Required task ▸
Pull out the stretch of the data from the line containing "Target: overcast sky" through the line containing "M103 0L101 0L103", both included, and reproduce those lines unchanged.

Data provided ▸
**********

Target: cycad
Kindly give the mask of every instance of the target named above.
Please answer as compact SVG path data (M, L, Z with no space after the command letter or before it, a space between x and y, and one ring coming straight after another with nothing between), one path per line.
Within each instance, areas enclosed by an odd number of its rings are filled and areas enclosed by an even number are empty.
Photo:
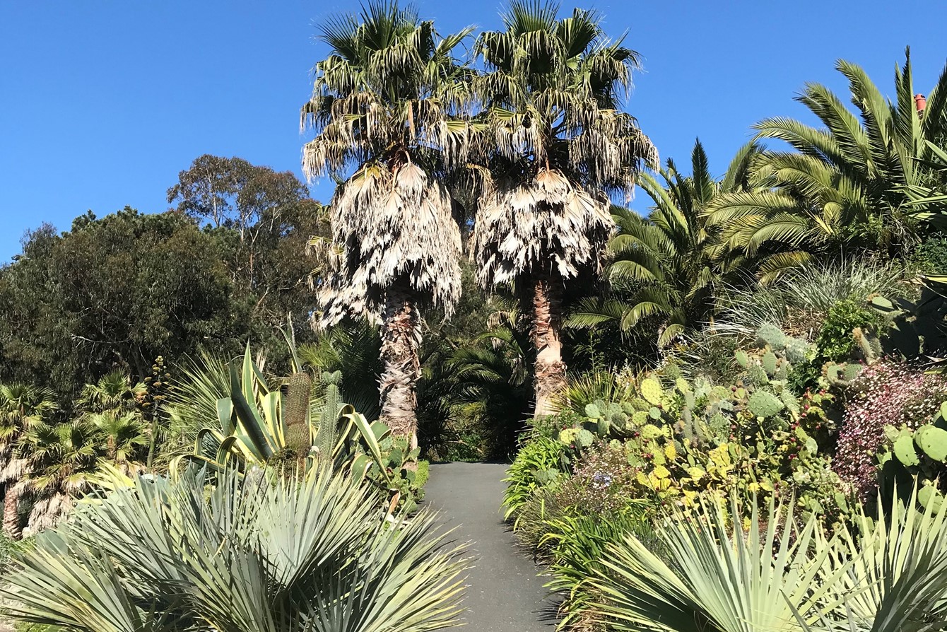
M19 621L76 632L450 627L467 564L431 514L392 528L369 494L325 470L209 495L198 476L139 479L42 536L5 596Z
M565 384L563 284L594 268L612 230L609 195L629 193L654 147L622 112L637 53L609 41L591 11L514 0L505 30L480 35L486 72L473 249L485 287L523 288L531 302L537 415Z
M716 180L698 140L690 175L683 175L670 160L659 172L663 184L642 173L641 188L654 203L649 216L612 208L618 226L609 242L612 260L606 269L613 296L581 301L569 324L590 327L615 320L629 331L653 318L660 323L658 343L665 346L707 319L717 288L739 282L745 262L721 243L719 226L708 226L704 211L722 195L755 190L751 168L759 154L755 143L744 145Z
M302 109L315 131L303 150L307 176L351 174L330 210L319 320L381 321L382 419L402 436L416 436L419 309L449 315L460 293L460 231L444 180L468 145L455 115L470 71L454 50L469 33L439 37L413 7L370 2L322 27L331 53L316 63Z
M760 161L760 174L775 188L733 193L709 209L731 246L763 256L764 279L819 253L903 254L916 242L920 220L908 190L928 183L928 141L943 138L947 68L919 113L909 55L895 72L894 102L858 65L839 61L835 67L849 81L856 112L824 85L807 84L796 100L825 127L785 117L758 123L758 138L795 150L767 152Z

**********

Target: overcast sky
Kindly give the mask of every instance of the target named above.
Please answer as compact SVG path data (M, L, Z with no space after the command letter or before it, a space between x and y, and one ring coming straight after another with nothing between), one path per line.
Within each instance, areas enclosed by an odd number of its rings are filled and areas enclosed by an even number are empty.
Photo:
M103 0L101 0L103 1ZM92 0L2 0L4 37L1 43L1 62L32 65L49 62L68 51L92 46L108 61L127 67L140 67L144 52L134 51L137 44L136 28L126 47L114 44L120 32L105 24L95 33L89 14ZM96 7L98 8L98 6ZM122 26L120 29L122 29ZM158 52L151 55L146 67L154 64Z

**********

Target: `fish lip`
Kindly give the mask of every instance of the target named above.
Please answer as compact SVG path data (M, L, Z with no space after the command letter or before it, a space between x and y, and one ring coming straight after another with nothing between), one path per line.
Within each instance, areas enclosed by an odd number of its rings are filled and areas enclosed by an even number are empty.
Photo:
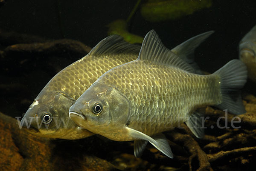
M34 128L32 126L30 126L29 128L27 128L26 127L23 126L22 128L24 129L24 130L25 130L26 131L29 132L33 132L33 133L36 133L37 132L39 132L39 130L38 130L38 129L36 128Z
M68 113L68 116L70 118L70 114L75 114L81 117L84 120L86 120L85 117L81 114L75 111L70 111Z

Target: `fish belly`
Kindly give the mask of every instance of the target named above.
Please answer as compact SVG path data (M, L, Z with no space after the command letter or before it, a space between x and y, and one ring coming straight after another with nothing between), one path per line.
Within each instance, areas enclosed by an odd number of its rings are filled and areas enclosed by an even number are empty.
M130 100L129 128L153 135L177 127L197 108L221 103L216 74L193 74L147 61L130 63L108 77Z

**********

Task output ▸
Target: overcast sky
Kindly give the mask of every instance of the target named above.
Please answer as compact SVG path data (M, L, Z with no space after the command letter or before it, a space between x and y, and one ring coming straight after another with nothing between), one path per line.
Within each instance, areas enclosed by an odd number of its rings are filled and areas enclosed by an even number are empty.
Photo:
M103 0L101 0L103 1ZM92 0L2 0L4 37L1 43L1 62L32 65L49 62L68 51L92 46L108 61L127 67L140 67L144 52L134 51L137 44L136 28L126 47L114 44L120 32L105 24L95 33L89 14ZM96 7L98 8L98 6ZM122 26L120 29L122 29ZM158 52L151 55L146 67L154 64Z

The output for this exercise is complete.